- **Énoncé 1**
Sélectionnez et recopiez chaque ligne des enregistrements qui contient la chaîne « pine », en tenant compte de la casse.
_ _ _ _ _ _ _
Sermon de Maître Eckhart

Publié le par Jahman

Sermon 15

 

 

Homo quidam nobilis abijt

 

in regionem longinquam

 

accipere regnum et reuerti.

 

 

 

Cette parole qui est écrite dans l’évangile, et dit en français : « Il y avait un homme qui sortit de lui-même vers une terre étrangère et s’en revint plus riche chez lui[1]. » Or on lit dans un évangile que le Christ a dit : « Personne ne peut être mon disciple qu’il ne me suive » et se voit laissé soi-même et n’ait rien gardé pour lui ; et celui-là a toutes choses, car ne rien avoir c’est avoir toutes choses. Mais avec désir et avec cœur se soumettre à Dieu et mettre pleinement sa volonté dans la volonté de Dieu, et n’avoir aucun regard sur le créé : qui serait ainsi sorti de soi-même, celui-là se trouvera proprement donné à nouveau à lui-même.

 

Bonté dans soi, bonté, cela n’apaise pas l’âme ; […][2] Et Dieu me donnerait-il quelque chose en dehors de sa volonté je n’y prêterait pas attention ; car la moindre chose que Dieu me donne dans sa volonté, cela me rend heureux.

 

Toutes les créatures ont flué hors de la volonté de Dieu. Saurais-je désirer seulement le bien de Dieu, cette volonté est si noble que le Saint Esprit fluerait de là sans intermédiaire. Tout bien flue du superflu de la bonté de Dieu. Oui, et la volonté de Dieu a goût pour moi seulement dans l’unité, là où le repos de Dieu est orienté au bien de toutes les créatures ; où celle-ci repose, et toute ce qui jamais acquit être et vie, comme dans leur fin dernière, là tu dois aimer le Saint Esprit, tel qu’il est dans l’unité ; non en lui-même, mais là où avec la bonté de Dieu il a goût seulement dans l’unité, là où toute bonté flue du superflu de la bonté de Dieu. Cet homme. Cet homme s’en revient plus riche chez lui que lorsqu’il était sorti. Qui serait ainsi sorti de soi-même, celui-là devrait se trouver plus proprement donné à nouveau à lui-même. Et toute chose qu’il aura laissée dans la multiplicité, cela lui sera [donné] pleinement à nouveau dans la simplicité, car il se trouve soi-même et dans toute chose dans le maintenant présent de l’unité. Et celui qui serait ainsi sorti, il reviendrait chez lui bien plus noble qu’il n’était sorti. Cet homme vit maintenant dans une liberté déprise et dans une limpide nudité, car il n’a à se soumettre à aucune chose ni à prendre peu ni beaucoup ; car tout ce qui est le propre de Dieu, cela lui est propre.
_ _ _ _ _ _ _
- **Énoncé 2**
Répondez à ces questions sur le sermon :
(a) Selon le sermon, à quoi revient le fait de ne rien avoir ?
(b) Hors de quoi toutes les créatures ont-elles flué ?
(c) Dans quoi l'homme sorti de lui-même vit-il maintenant ?
_ _ _ _ _ _ _
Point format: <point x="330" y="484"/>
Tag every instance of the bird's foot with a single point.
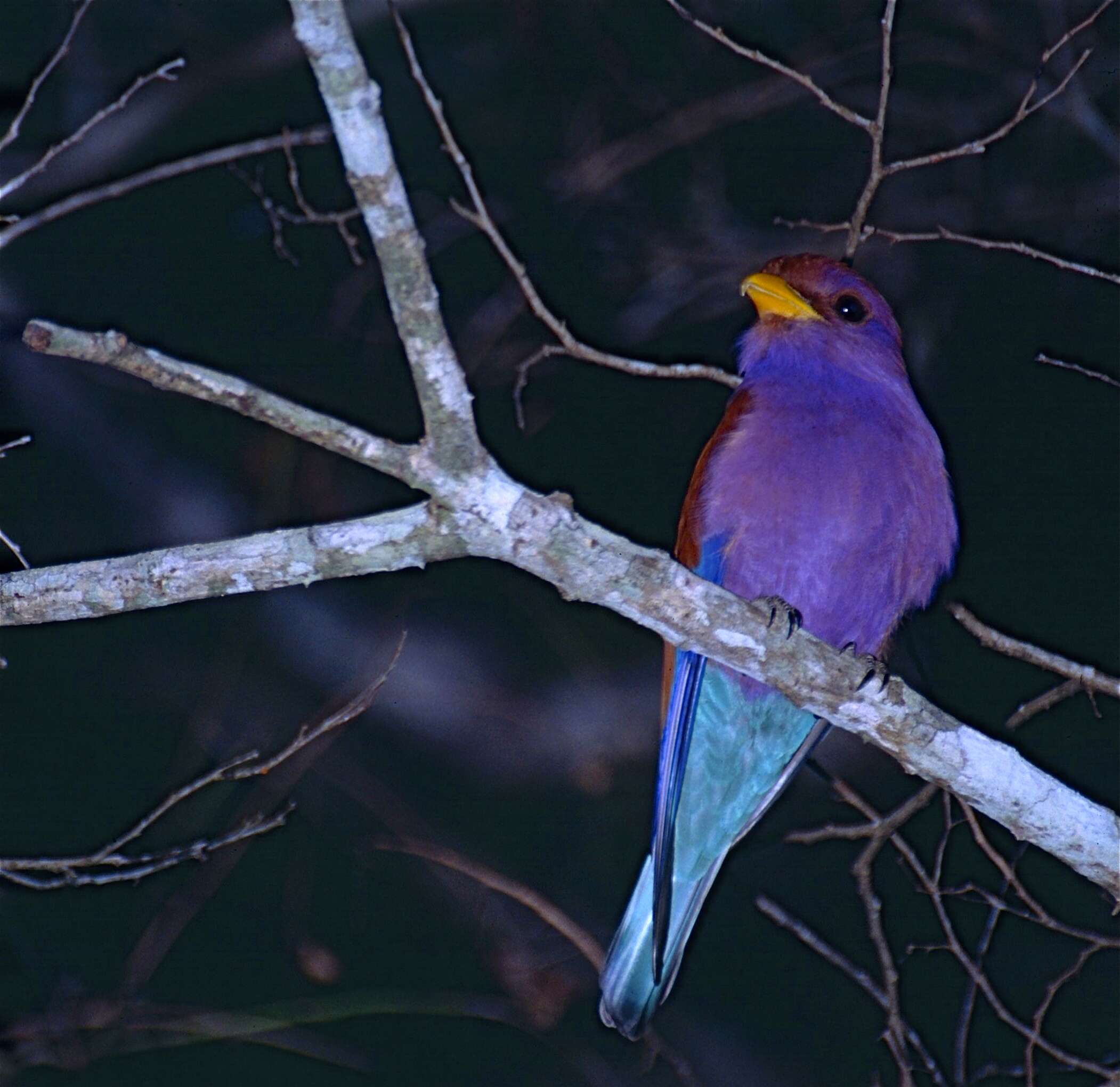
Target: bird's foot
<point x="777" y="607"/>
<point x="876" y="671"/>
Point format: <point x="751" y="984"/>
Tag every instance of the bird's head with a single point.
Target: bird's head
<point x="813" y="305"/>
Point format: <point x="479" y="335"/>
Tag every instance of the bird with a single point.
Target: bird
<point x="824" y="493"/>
_ _ _ _ _ _ _
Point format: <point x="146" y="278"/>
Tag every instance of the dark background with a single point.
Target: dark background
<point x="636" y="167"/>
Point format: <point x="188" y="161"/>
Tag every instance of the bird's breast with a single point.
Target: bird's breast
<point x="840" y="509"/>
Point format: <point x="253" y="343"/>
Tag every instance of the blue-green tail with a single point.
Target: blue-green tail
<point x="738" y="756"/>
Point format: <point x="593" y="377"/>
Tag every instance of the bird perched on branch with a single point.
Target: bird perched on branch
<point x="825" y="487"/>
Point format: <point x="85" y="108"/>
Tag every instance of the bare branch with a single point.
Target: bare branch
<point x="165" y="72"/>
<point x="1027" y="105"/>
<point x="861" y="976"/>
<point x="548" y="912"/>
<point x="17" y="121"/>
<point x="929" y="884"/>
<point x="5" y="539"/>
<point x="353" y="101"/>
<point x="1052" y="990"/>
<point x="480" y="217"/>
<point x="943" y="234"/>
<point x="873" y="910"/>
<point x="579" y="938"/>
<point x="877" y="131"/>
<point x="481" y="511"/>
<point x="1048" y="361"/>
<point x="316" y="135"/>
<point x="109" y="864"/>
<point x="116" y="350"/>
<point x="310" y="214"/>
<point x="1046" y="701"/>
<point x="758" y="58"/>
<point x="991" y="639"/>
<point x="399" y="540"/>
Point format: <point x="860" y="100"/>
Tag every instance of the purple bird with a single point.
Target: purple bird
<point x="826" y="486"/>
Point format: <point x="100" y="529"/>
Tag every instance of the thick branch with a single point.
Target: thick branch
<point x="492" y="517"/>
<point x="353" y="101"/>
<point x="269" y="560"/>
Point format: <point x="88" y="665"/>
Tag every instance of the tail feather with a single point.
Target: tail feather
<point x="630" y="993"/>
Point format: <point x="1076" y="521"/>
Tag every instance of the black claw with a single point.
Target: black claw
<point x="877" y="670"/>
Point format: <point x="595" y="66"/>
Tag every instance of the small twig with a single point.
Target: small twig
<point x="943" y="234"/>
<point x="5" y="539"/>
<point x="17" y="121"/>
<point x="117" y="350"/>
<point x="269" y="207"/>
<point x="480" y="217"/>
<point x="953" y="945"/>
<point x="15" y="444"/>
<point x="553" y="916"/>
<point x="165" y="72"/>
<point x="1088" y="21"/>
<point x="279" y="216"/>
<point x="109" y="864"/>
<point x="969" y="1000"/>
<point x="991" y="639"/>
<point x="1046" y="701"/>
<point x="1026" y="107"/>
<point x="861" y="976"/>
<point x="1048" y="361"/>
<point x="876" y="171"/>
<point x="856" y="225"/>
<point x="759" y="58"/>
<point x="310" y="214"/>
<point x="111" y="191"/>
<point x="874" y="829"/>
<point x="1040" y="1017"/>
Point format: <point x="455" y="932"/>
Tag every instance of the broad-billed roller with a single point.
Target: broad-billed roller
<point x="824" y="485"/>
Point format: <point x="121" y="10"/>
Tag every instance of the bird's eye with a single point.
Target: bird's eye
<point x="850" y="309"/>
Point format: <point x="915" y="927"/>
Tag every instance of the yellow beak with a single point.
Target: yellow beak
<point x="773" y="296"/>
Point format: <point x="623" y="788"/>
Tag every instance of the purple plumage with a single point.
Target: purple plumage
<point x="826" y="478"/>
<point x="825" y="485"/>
_ _ _ _ _ _ _
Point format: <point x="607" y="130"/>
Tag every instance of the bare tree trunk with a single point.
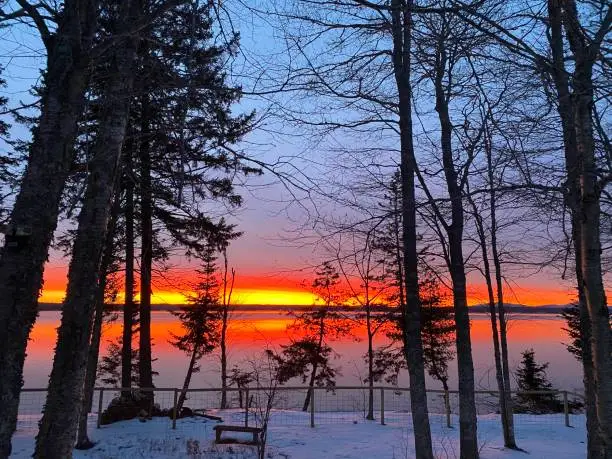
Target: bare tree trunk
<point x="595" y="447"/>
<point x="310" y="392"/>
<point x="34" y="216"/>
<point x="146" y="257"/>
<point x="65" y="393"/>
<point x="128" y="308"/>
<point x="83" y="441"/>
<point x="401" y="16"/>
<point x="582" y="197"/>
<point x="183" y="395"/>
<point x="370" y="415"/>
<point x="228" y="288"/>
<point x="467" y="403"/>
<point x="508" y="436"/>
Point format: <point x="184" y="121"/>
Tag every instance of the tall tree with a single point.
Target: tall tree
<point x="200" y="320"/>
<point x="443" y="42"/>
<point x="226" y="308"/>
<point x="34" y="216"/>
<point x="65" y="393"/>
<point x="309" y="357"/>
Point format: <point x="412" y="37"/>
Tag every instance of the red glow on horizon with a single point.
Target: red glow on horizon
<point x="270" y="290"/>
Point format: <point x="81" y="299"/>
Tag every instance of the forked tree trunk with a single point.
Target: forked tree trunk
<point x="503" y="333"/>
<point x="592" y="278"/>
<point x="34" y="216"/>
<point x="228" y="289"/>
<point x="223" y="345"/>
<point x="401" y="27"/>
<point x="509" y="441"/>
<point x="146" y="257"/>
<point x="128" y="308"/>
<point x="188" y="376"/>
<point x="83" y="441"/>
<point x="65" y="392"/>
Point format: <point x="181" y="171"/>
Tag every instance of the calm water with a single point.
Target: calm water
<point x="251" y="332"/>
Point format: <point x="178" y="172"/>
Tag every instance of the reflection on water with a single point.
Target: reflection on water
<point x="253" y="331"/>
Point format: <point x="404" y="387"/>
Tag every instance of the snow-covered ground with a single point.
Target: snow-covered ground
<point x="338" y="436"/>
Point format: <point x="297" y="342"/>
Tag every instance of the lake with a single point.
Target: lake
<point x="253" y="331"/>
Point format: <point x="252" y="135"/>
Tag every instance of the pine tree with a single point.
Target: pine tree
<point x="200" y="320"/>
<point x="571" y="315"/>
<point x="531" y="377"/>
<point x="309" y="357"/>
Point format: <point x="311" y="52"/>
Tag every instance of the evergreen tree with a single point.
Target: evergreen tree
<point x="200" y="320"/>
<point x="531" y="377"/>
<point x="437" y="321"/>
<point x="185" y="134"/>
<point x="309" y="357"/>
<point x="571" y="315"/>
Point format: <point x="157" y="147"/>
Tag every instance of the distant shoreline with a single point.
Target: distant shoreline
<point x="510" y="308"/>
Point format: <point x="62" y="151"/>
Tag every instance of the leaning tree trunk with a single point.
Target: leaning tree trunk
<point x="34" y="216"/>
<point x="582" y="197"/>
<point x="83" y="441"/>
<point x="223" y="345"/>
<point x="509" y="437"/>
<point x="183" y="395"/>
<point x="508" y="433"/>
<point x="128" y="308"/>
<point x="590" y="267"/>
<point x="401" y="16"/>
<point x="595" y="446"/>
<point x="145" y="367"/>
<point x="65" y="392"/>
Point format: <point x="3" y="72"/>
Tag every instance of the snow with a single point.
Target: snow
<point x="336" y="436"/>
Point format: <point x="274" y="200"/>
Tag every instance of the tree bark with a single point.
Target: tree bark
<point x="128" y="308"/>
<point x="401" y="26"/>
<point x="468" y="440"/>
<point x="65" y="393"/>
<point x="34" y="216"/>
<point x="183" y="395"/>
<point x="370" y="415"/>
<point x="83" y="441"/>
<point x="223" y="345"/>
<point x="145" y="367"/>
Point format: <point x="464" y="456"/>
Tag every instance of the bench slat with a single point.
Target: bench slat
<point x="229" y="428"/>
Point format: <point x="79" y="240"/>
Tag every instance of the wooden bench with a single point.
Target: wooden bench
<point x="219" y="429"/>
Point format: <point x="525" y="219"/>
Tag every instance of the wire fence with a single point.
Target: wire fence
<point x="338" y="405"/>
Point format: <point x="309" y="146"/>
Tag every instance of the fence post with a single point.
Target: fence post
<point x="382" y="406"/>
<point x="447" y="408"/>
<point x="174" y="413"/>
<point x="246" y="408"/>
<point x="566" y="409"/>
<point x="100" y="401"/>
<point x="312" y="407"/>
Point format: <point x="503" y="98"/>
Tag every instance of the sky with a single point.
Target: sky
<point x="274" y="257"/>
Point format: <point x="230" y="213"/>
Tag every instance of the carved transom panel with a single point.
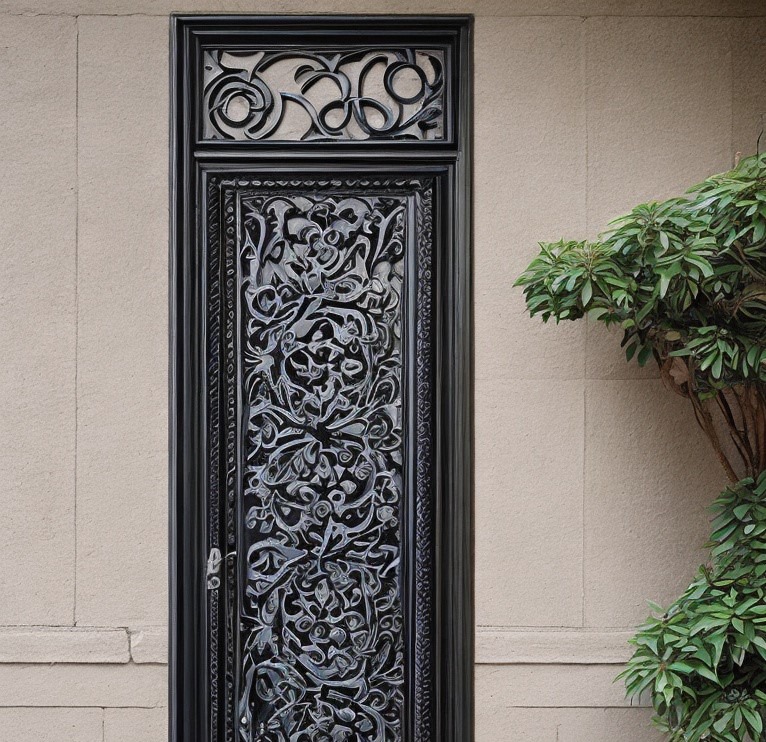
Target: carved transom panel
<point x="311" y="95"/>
_ _ _ _ _ _ _
- **Solution complète 1**
Tag every instance of the pine tree with a single point.
Target: pine tree

- **Solution complète 2**
(a) Ne rien avoir, c'est avoir toutes choses.
(b) Hors de la volonté de Dieu.
(c) Dans une liberté déprise et dans une limpide nudité.